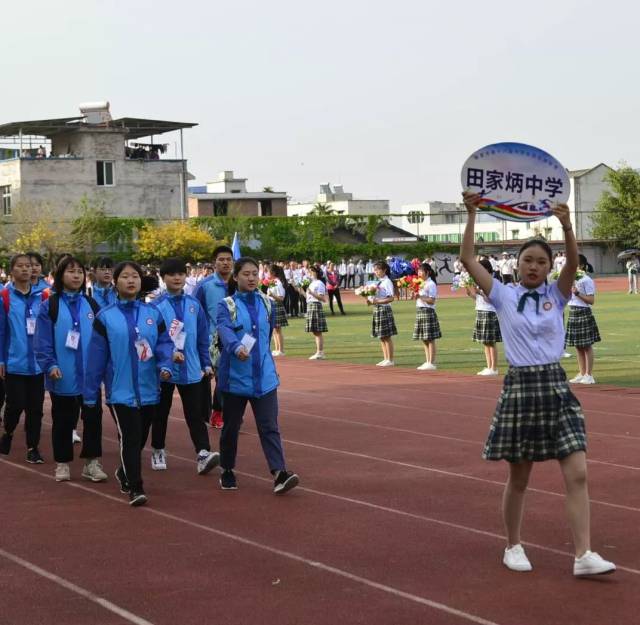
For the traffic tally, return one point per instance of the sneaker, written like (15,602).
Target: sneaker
(516,559)
(34,457)
(207,460)
(5,444)
(137,498)
(592,564)
(285,480)
(122,480)
(63,472)
(93,471)
(228,480)
(427,366)
(158,460)
(216,420)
=-=-=-=-=
• Written instruction:
Copy out all of the material above line for line, with no changes. Leave the pictures out.

• Solved exercise:
For the traffic tally, return one point per instance of the sneaker, written like (15,602).
Target: sneaker
(516,559)
(34,457)
(207,460)
(5,444)
(137,498)
(592,564)
(285,480)
(122,480)
(63,472)
(93,471)
(228,480)
(427,366)
(158,460)
(216,420)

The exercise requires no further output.